— Dataset items —

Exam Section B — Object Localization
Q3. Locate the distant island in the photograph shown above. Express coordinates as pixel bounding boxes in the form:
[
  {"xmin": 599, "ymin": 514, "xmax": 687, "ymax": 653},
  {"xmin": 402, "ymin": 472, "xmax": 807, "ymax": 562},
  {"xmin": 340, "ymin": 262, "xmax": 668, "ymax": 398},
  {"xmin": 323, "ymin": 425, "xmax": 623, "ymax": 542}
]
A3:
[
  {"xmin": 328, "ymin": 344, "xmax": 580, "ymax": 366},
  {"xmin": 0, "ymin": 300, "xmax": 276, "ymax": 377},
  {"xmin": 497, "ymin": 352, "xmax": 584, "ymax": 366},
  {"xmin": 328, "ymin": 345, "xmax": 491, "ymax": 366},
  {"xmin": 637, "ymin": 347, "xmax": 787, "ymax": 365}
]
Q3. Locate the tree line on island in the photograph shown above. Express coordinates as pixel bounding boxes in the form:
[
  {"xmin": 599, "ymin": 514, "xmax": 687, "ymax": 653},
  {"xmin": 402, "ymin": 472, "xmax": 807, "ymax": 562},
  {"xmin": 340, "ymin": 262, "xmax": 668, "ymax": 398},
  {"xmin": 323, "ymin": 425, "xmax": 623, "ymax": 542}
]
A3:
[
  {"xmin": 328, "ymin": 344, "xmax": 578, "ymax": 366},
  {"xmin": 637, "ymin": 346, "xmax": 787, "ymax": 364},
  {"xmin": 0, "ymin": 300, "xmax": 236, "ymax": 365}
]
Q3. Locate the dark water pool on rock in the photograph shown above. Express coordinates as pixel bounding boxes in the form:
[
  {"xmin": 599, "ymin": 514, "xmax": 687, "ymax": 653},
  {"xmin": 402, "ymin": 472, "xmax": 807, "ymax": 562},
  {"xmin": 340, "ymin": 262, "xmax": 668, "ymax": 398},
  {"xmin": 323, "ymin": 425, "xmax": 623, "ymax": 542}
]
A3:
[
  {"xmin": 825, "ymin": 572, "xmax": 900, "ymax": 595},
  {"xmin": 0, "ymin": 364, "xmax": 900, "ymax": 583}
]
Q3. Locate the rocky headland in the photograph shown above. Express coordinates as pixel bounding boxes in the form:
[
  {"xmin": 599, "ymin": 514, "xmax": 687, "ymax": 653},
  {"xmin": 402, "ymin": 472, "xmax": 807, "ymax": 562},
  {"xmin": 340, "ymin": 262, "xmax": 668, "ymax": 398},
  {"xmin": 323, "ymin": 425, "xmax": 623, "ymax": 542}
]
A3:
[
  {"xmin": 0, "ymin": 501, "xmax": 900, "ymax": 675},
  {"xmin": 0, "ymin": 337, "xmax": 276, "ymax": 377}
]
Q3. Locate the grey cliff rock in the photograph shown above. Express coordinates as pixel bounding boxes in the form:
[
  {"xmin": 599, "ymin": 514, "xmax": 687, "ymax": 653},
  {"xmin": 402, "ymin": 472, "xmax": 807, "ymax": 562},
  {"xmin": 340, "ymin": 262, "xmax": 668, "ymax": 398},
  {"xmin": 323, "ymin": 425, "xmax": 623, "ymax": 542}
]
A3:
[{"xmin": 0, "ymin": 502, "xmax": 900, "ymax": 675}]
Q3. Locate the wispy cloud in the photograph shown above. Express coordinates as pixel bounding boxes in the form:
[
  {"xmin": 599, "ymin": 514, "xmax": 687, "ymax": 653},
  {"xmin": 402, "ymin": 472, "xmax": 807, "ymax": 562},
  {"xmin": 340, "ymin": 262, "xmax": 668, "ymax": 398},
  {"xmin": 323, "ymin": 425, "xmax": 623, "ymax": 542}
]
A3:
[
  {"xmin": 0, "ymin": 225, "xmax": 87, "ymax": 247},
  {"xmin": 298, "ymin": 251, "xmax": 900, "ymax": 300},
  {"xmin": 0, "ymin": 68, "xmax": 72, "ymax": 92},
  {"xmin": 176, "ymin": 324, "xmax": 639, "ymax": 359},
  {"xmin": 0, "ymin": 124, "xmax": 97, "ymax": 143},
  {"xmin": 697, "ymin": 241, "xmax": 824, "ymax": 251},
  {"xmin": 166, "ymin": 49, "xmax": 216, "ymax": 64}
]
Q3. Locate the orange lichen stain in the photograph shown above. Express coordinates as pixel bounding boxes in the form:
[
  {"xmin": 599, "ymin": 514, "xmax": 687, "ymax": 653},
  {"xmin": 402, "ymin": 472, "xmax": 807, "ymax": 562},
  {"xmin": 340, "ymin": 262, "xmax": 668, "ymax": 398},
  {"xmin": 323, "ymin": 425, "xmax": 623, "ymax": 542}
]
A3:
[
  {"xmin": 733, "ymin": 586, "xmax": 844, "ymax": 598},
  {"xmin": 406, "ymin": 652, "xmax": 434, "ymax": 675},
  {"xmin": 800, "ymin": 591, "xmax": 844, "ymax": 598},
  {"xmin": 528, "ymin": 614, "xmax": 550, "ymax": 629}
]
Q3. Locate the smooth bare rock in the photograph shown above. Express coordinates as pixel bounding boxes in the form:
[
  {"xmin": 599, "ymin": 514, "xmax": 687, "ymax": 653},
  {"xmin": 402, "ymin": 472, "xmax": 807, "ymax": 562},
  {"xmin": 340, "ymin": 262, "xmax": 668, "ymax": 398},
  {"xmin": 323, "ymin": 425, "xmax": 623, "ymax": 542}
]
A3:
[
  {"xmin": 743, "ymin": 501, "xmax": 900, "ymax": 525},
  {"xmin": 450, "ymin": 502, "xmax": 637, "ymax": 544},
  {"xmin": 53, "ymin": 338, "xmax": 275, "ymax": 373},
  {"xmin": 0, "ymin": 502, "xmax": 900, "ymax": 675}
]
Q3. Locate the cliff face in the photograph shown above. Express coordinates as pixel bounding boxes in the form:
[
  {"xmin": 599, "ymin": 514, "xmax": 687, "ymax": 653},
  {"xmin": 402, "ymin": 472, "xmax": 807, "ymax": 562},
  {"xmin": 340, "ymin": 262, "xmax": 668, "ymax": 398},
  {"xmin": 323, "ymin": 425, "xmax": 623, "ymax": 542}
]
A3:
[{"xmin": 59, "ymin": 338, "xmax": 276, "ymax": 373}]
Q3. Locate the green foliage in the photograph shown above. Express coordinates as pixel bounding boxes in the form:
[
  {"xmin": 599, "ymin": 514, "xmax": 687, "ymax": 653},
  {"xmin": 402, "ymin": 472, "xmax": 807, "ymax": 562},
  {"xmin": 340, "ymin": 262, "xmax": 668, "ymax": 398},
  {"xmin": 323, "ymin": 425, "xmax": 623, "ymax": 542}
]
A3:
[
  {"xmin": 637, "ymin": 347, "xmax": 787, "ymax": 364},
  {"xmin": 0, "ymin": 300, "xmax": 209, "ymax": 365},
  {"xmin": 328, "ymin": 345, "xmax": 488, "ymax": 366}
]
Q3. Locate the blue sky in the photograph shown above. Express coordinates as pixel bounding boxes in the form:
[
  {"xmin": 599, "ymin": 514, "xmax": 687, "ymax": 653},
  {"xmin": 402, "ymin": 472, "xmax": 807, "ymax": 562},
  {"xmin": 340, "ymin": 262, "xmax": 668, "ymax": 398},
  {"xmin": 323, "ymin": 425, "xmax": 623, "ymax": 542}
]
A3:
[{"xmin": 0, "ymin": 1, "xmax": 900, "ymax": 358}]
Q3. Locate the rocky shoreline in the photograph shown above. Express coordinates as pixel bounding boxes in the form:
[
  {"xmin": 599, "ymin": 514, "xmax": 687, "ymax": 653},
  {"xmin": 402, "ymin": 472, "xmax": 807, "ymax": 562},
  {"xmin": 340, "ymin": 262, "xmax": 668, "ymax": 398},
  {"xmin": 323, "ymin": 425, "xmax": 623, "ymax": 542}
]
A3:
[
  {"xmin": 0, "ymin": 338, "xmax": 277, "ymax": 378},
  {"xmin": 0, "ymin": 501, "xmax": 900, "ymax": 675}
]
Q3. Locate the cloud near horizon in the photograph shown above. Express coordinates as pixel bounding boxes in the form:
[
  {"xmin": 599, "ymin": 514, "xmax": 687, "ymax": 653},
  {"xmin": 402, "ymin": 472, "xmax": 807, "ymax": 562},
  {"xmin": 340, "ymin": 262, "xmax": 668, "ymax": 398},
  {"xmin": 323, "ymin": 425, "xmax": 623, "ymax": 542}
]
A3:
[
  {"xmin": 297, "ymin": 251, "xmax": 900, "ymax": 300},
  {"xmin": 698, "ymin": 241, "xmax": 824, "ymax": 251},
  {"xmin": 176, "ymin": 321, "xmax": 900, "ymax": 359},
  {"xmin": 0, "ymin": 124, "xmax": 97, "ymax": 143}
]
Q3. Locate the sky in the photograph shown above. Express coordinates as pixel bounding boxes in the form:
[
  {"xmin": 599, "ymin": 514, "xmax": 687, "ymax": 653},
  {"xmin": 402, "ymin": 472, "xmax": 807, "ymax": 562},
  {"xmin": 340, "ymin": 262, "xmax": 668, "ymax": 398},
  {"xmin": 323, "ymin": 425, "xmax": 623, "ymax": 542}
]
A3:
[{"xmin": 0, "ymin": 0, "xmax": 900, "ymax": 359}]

— Given problem —
Take the lines from the one containing "Q3. Locate the sky" through the last line of the material and rewrite them as a numbered list, omitting any blank lines.

— Solution —
1. Q3. Locate the sky in the photograph shown above. Express coordinates as pixel bounding boxes in the form:
2. [
3.   {"xmin": 599, "ymin": 514, "xmax": 687, "ymax": 653},
4.   {"xmin": 402, "ymin": 472, "xmax": 807, "ymax": 562},
5.   {"xmin": 340, "ymin": 262, "xmax": 668, "ymax": 398},
6.   {"xmin": 323, "ymin": 425, "xmax": 623, "ymax": 542}
7. ]
8. A3:
9. [{"xmin": 0, "ymin": 0, "xmax": 900, "ymax": 359}]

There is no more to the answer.